▶ _Reading passage_:

=== Section Start ===

Sunday, August 29, 2010

Confused

This is just my letter to God, for me to get this out for me to vent some anger and frustration.

God -
Why oh why are you putting me through so much hurt and so much pain with a job and people I have to be with 9 hours a day 5 days a week. I understand a lot of people don't like their job or what have you but they are not dreading it day in and day out. I want to work, I want to go into a job where I feel like I am making a difference in one person's life. I don't want to be talked about behind my back, I don't want people judging me, criticizing me, yelling at me. I just want to be treated like a normal human being. I don't like this wall I've had to put up and having to act like a cold hearted wench just to get through the day, if I don't I'd cry from 8-5. This isn't fair Lord.

I've often sat and wondered why this? Why me? Why now? Is it to show me all the wonderful things I do have in my life? I love my life outside of work. I love my wonderful amazing husband and my oh so cute little red headed man that you gifted myself and Rob with. He has taught me much more then anyone ever has. And he's only 2. I have an amazing family, friends, neighbors. And I am realizing that more and more each day. But with that each day....I wonder why the hurt, why I can't just get into a job I actually like going to, someplace I deserve to be and where I make a difference. Some place I am recognized for my abilities. I know this place is out there I know it is, and when I apply and think I will be getting a follow up call or interview....Bam a shot in the heart. It literally rips a piece of my heart each time.

I know the economy is still bad, I know there are a lot of others looking for jobs that don't already have them. But at this point 4 months later and not one single interview......I've had enough. I'm tired of crying, I'm tired of complaining.

Please God, please tell me what I need to do? Become a better Christian? A better person. I know I can do those things we all can.

=== Section End ===

▶ _Source data_:

=== Section Start ===

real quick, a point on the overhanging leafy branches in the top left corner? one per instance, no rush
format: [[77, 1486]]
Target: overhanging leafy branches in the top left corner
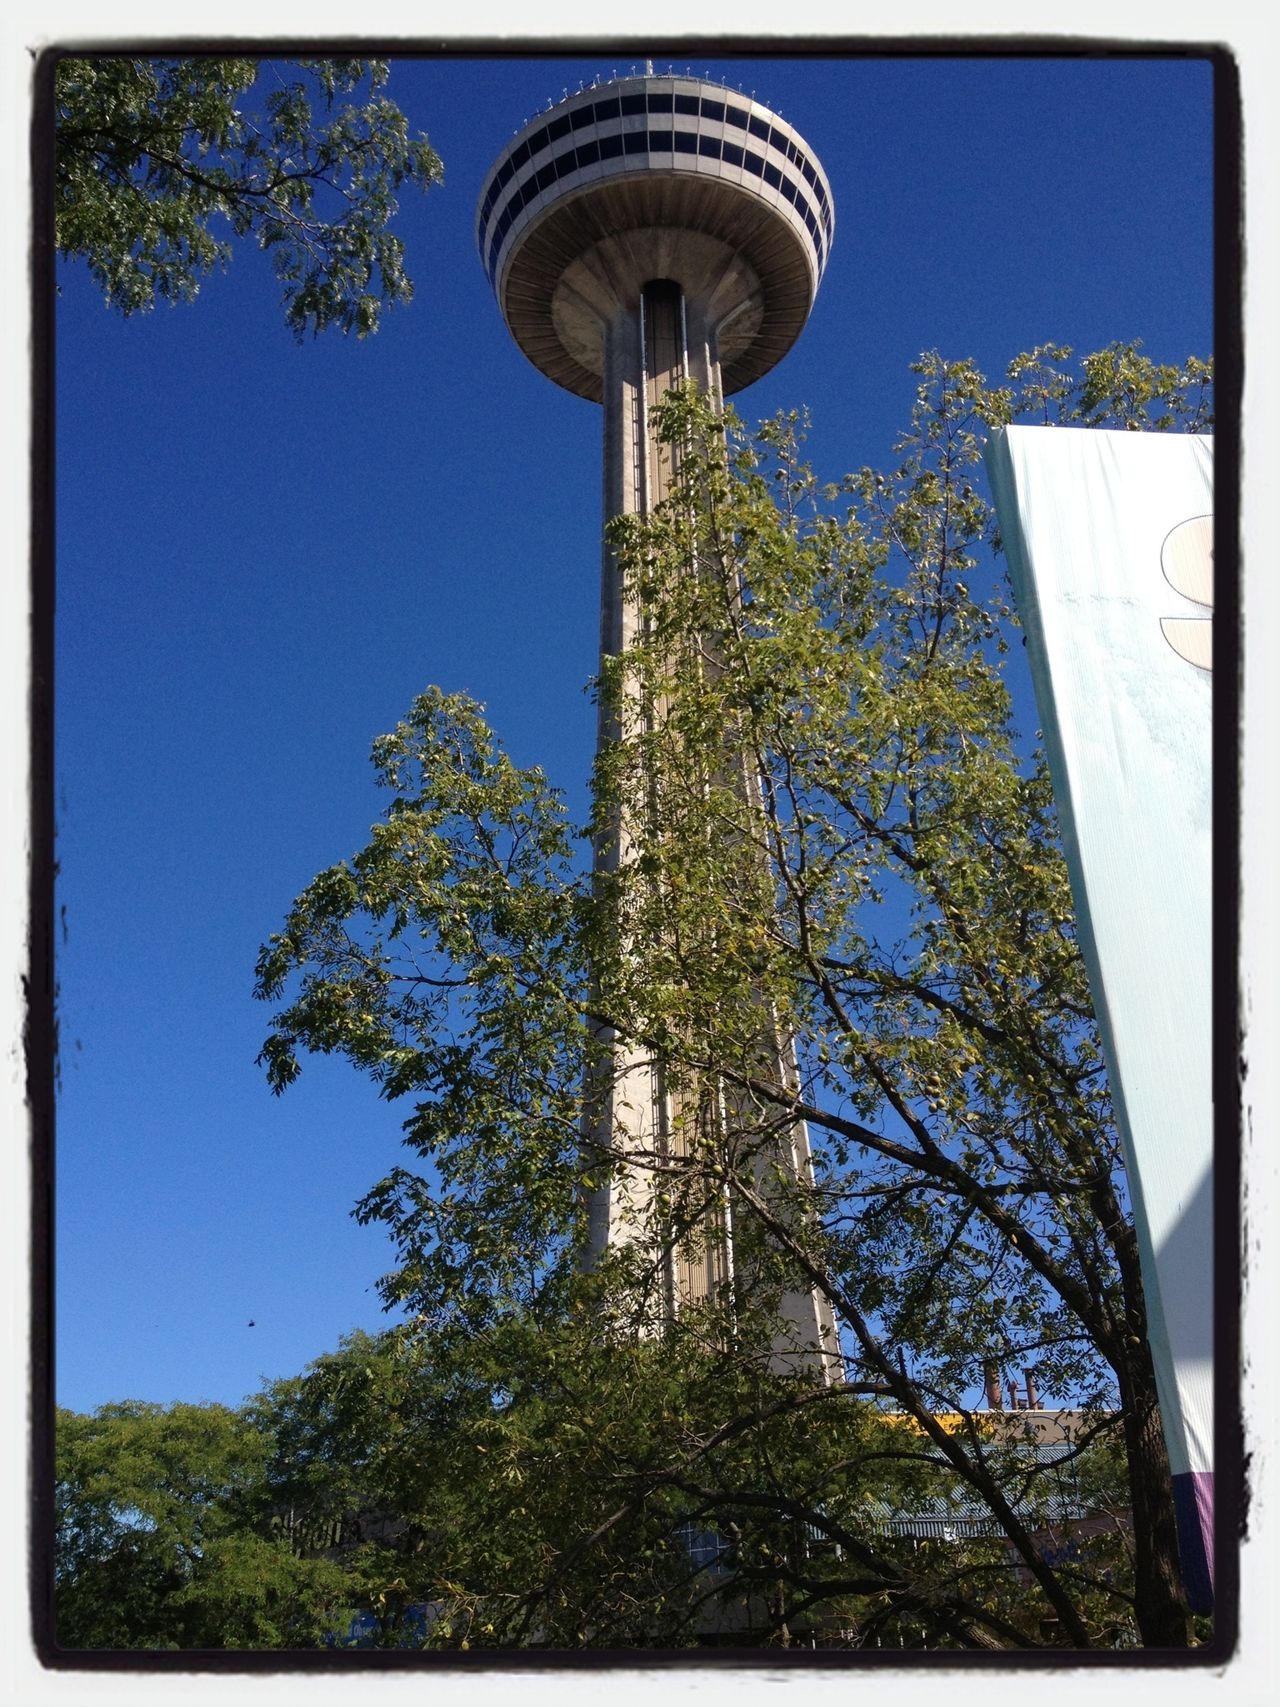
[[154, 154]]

=== Section End ===

▶ _Work to complete_:
A. In the letter to God, retype the passage starting with "I know the economy" and going on through "we all can.".
B. List each kind of treatment the writer of the letter to God says she does not want from people.

▶ _Per-task outputs_:
A.
I know the economy is still bad, I know there are a lot of others looking for jobs that don't already have them. But at this point 4 months later and not one single interview......I've had enough. I'm tired of crying, I'm tired of complaining.

Please God, please tell me what I need to do? Become a better Christian? A better person. I know I can do those things we all can.

B.
- Being talked about behind her back
- Being judged
- Being criticized
- Being yelled at